Task details: In the financial statement notes, on what date did the Company's third quarter of fiscal 2013 end?
--- BEGIN Extract ---
These interim financial statements and the related notes should be read in conjunction with the financial statements and notes included in the Company’s Annual Report on Form 10-K for the year ended February 2, 2013. All amounts are stated in thousands, with the exception of per share amounts and number of stores.

Summary of significant accounting policies
Summary of significant accounting policies
2. Summary of significant accounting policies

Information regarding the Company’s significant accounting policies is contained in Note 2, “Summary of significant accounting policies,” to the financial statements in the Company’s Annual Report on Form 10-K for the year ended February 2, 2013. Presented below in this and the following notes is supplemental information that should be read in conjunction with “Notes to Financial Statements” in the Annual Report.

Fiscal quarter

The Company’s quarterly periods are the 13 weeks ending on the Saturday closest to April 30, July 31, October 31, and January 31. The Company’s third quarters in fiscal 2013 and 2012 ended on November 2, 2013 and October 27, 2012, respectively.

Share-based compensation

The Company measures share-based compensation cost on the grant date, based on the fair value of the award, and recognizes the expense over the requisite service period for awards expected to vest. The Company estimated the grant date fair value of stock options using a Black-Scholes valuation model using the following weighted-average assumptions for the periods indicated:

39 Weeks Ended
November 2, 2013 October 27, 2012

Volatility rate

49.6 % 53.4 %

Average risk-free interest rate

0.8 % 1.2 %

Average expected life (in years)

4.4 6.3

Dividend yield

None None

During the quarter the Company made changes to update valuation assumptions to Company specific information for expected life and volatility. These changes are reflected in the current quarter in the table above and had no material impact on the calculation.

The Company granted 286 and 213 stock options during the 39 weeks ended November 2, 2013 and October 27, 2012, respectively. The compensation cost that has been charged against operating income was $2,167 and $2,937 for the 13 weeks ended November 2, 2013 and October 27, 2012, respectively. The compensation cost that has been charged against operating income was $7,804 and $8,799 for the 39 weeks ended November 2, 2013 and October 27, 2012, respectively. The weighted-average grant date fair value of these options was $36.77 and $45.84, respectively. At November 2, 2013, there was approximately $20,513 of unrecognized compensation expense related to unvested options.

The Company issued 139 and 58 restricted stock awards during 39 weeks ended November 2, 2013 and October 27, 2012, respectively. The compensation cost that has been charged against operating income was $2,230 and $438 for the 13 weeks ended November 2, 2013 and October 27, 2012, respectively. The compensation cost that has been charged against operating income was $4,132 and $922 for the 39 weeks ended November 2, 2013 and October 27, 2012, respectively. At November 2, 2013, there was approximately $10,758 of unrecognized compensation expense related to restricted stock awards.

Commitments and contingencies
Commitments and contingencies
3. Commitments and contingencies

Leases – The Company leases stores, distribution and office facilities, and certain equipment. Original non-cancelable lease terms range from three to ten years, and store leases generally contain renewal options for additional years. A number of the Company’s store leases provide for contingent rentals based upon sales. Contingent rent amounts were insignificant in the 13 and 39 weeks ended November 2, 2013 and October 27, 2012. Total rent expense under operating leases was $36,897 and $29,708 for 13 weeks ended November 2, 2013 and October 27, 2012, respectively. Total rent expense under operating leases was $102,837 and $83,415 for 39 weeks ended November 2, 2013 and October 27, 2012, respectively.
--- END Extract ---
--- BEGIN Data block ---
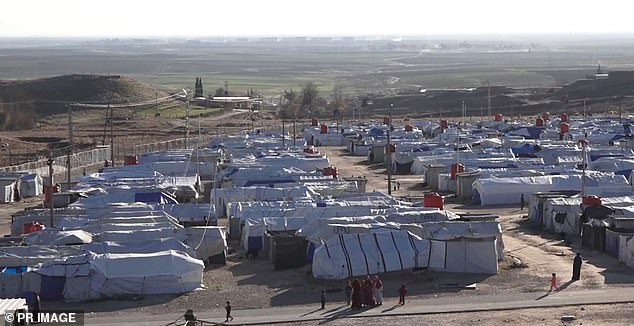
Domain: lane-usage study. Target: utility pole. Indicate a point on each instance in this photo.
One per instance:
--- END Data block ---
Reply: November 2, 2013